Kutipan Dokumen -

>>>

BIOGRAFI TOKOH

BIOGRAFI TOKOH 

Hasan Al-Banna  (9)

                               Hal-hal yang mendasari berdirinya da’wah.
Perpindahan Al Banna dari tempat kelahirannya Mahmudiyah ke Damanhur kemudian ke Kairo membuatnya banyak mengetahui permasalahan situasi dan kondisi umat Islam.
Dimasa beliau tinggal di Mahmudiyah, daerah yang tenang dan menjaga tradisi Islam dan ajarannya, belum terlintas di benaknya bahwa di ibukota Mesir, Kairo, banyak terjadi penyimpangan dan kerusakan yang menurutnya sangat parah. Belum pernah terbayangkan olehnya bahwa para penulis terkemuka, ulama dan para pakar ada yang bekerja demi kepentingan musuh Islam. Ulama sibuk dengan urusan pribadi dan masyarakat umum dalam keadaan bodoh.

<<<

Daftar Data -
>>>

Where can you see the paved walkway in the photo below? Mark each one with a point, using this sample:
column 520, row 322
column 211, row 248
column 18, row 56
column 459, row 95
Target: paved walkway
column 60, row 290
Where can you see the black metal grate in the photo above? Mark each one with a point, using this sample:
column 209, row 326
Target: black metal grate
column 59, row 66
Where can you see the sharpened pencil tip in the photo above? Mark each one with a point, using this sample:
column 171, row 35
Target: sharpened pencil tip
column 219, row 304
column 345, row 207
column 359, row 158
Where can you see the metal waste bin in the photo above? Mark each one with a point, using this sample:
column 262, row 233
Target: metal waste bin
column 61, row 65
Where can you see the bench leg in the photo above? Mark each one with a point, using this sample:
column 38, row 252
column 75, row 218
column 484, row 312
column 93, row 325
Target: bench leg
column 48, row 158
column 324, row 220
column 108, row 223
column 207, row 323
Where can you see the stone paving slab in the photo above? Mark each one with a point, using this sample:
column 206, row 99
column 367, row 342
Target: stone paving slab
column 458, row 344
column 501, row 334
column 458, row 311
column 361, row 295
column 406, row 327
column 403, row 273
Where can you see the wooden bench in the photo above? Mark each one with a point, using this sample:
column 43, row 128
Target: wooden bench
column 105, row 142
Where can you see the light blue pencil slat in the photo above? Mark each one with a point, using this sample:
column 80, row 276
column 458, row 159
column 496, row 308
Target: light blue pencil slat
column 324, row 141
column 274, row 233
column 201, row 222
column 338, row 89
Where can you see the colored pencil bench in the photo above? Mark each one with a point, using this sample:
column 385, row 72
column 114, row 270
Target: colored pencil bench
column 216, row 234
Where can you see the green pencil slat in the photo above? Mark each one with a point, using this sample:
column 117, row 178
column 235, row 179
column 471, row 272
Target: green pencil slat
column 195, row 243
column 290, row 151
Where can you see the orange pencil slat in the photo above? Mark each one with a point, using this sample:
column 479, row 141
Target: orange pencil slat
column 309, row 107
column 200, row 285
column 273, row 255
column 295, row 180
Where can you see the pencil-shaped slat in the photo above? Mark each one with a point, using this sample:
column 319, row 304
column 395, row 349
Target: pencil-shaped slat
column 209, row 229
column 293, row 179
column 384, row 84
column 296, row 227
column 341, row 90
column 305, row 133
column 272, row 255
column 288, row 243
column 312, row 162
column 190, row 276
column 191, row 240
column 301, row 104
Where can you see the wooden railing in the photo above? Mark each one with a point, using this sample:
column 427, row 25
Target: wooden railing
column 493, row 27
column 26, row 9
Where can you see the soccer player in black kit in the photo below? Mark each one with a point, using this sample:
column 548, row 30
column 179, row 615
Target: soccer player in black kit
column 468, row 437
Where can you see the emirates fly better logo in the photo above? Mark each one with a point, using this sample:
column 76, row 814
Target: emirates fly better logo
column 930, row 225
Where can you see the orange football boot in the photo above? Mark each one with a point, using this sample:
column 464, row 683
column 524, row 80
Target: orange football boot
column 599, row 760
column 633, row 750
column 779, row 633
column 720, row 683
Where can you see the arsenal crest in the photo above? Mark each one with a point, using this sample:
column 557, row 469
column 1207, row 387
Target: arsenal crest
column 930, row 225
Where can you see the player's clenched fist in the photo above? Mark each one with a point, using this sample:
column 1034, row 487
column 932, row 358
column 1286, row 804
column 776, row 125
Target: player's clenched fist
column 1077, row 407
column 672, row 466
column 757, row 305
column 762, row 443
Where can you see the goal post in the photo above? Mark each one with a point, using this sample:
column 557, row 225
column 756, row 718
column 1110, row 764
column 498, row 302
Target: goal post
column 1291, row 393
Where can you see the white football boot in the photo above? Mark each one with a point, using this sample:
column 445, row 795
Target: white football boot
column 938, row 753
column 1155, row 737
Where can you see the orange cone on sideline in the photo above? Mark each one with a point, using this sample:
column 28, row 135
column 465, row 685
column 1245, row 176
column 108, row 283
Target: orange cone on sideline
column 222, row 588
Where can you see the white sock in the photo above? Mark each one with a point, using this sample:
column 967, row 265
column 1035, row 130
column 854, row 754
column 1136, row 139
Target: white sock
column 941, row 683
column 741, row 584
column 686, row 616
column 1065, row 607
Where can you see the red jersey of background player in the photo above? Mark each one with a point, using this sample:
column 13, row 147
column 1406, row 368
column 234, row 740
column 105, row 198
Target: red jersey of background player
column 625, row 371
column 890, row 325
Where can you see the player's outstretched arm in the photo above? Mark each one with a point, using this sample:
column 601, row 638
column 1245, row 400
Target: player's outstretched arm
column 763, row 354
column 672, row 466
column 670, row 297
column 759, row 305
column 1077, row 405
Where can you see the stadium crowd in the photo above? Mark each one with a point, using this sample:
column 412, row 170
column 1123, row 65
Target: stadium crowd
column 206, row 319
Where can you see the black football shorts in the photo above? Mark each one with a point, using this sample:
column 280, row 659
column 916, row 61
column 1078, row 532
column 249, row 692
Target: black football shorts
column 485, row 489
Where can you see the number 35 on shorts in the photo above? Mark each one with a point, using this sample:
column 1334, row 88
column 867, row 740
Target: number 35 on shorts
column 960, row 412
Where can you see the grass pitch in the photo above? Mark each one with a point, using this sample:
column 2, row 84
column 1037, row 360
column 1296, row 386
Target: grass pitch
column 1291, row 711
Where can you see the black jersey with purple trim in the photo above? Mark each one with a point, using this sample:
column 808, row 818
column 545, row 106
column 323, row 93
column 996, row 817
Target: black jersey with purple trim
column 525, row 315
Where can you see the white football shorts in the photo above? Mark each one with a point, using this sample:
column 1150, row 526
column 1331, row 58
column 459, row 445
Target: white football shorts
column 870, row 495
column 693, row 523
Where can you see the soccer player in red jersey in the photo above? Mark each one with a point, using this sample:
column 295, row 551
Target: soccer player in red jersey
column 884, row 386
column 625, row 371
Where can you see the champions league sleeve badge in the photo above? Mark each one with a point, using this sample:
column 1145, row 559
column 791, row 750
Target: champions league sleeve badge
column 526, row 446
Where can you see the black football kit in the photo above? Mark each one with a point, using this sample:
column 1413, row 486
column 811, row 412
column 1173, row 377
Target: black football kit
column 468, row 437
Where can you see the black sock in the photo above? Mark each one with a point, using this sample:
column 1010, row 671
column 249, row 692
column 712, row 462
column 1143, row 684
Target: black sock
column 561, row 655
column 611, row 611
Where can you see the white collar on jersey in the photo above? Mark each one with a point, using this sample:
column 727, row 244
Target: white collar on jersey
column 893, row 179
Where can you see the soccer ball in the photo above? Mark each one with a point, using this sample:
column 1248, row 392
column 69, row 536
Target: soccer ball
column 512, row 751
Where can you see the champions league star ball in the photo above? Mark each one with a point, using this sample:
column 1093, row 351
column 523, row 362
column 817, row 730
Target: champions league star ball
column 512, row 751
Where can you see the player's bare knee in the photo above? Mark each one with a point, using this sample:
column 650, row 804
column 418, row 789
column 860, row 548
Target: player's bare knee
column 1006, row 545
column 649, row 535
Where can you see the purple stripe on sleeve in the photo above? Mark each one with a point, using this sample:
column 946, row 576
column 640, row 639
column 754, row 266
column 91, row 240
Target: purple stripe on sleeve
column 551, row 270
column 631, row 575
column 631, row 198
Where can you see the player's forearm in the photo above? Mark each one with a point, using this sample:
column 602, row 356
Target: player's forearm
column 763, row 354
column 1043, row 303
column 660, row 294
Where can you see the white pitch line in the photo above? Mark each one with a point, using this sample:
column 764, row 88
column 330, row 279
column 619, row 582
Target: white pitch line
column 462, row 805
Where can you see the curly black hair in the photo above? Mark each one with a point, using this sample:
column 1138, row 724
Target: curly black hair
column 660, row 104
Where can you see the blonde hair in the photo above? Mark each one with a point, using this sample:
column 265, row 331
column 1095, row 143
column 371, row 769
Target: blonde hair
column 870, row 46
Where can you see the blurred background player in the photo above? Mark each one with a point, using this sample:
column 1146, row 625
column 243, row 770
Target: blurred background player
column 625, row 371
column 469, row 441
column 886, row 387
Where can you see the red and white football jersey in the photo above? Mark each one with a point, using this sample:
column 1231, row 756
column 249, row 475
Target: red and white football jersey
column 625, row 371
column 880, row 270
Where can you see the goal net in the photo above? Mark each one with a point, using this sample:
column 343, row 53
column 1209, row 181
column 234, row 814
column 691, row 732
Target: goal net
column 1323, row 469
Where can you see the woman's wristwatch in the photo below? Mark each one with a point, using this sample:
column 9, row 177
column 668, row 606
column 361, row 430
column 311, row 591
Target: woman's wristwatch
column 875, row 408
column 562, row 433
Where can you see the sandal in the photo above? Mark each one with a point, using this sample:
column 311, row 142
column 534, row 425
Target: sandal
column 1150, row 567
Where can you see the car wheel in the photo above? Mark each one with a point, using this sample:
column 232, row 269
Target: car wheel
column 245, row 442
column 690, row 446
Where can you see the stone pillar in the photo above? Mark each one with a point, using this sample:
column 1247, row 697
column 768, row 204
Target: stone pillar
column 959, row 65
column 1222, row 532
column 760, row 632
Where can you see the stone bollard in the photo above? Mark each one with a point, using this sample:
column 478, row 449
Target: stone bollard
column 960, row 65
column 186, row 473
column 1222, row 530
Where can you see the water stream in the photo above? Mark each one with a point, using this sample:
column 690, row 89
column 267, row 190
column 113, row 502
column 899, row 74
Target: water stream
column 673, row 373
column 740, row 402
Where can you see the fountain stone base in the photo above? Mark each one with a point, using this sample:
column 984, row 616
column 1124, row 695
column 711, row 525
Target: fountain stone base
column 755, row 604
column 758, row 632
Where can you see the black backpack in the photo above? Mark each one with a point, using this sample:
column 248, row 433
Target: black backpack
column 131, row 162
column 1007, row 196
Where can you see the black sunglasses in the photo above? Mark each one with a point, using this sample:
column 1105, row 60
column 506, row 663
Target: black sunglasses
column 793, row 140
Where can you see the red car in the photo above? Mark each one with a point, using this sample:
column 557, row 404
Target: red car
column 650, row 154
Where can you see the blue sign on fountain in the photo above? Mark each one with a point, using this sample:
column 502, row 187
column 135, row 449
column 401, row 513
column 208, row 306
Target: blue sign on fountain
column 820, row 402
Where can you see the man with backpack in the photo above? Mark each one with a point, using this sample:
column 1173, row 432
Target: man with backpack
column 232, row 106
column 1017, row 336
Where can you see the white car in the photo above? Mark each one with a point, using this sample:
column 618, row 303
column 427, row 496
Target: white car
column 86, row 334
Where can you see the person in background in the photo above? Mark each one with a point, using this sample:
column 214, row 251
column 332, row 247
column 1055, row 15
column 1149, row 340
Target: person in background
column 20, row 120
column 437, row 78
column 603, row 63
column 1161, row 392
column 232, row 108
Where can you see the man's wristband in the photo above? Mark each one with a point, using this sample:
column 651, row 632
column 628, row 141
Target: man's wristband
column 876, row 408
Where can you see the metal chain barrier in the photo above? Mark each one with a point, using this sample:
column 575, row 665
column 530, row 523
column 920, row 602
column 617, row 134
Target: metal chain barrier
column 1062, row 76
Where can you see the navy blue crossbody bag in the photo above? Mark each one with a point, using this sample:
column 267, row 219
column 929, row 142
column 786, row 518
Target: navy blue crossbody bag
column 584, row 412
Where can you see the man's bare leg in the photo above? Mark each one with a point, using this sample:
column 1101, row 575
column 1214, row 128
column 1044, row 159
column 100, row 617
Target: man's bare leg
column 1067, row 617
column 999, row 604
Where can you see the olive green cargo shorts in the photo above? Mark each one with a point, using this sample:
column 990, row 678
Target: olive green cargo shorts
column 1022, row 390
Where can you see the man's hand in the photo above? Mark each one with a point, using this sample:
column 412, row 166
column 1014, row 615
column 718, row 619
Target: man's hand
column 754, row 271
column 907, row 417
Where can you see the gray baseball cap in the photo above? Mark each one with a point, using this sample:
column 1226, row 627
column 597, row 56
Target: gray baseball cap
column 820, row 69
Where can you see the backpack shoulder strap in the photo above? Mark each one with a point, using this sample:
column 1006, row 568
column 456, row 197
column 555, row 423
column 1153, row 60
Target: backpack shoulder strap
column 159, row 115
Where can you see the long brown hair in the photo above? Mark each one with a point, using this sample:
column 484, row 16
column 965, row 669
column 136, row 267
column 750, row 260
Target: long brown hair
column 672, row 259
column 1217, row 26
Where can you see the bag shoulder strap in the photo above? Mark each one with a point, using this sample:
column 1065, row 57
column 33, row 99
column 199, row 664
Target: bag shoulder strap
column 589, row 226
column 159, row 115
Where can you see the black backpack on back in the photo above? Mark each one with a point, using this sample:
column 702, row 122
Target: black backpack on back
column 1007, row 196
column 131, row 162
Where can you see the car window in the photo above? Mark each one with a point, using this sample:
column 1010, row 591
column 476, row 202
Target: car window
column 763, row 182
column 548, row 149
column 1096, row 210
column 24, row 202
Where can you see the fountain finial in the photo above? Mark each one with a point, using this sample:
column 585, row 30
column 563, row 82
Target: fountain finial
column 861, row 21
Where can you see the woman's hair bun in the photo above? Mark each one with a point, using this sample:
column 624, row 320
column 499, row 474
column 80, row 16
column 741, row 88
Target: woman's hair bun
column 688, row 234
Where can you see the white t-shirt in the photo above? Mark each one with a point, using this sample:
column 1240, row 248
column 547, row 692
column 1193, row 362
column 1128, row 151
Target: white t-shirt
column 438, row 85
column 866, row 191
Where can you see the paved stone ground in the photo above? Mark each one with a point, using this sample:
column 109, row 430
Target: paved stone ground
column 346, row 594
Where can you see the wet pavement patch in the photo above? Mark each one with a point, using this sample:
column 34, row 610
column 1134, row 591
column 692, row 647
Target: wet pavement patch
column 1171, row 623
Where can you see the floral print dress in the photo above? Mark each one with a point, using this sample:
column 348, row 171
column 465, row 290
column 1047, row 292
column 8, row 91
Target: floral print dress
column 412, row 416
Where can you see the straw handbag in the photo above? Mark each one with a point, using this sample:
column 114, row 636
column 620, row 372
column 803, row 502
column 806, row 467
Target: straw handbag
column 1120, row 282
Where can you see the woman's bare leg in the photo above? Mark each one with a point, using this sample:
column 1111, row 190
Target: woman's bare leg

<<<

Tugas -
1 > Jawab pertanyaan berikut berdasarkan biografi Hasan Al-Banna.
(a) Di mana Al Banna lahir?
(b) Ke kota mana saja ia pindah setelah meninggalkan tempat kelahirannya?
(c) Menurut teks, ulama sibuk dengan urusan apa?
2 > Sambung biografi Hasan Al-Banna mulai dari kalimat terakhirnya.

Jawaban -
1 >
(a) Di Mahmudiyah.
(b) Ke Damanhur, kemudian ke Kairo.
(c) Urusan pribadi.

2 >
Surat kabar, majalah dan sarana informasi lainnya banyak memuat dan menyebarkan pemikiran yang bertentangan dengan ajaran Islam dan pornografi. Ia pun melihat kemungkaran di mimbar politik, masing-masing partai hanya mementingkan golongannya dan cenderung menjadi ajang permusuhan dan perpecahan ummat.
Masyarakat cenderung tergiring menjauhi nilai-nilai luhur, merasa asing dengan nilai-nilai Islam. Begitupun di Perguruan Tinggi yang tadinya disiapkan untuk menjadi lampu penerang, pusat kebangkitan dan mimbar peradaban, malah menjadi sumber malapetaka, pusat kerusakan dan alat penghancur sehingga banyak orang memahami bahwa Perguruan Tinggi dan Universitas adalah tempat revolusi perlawanan terhadap akhlaq, menentang agama dan memusuhi tradisi yang baik.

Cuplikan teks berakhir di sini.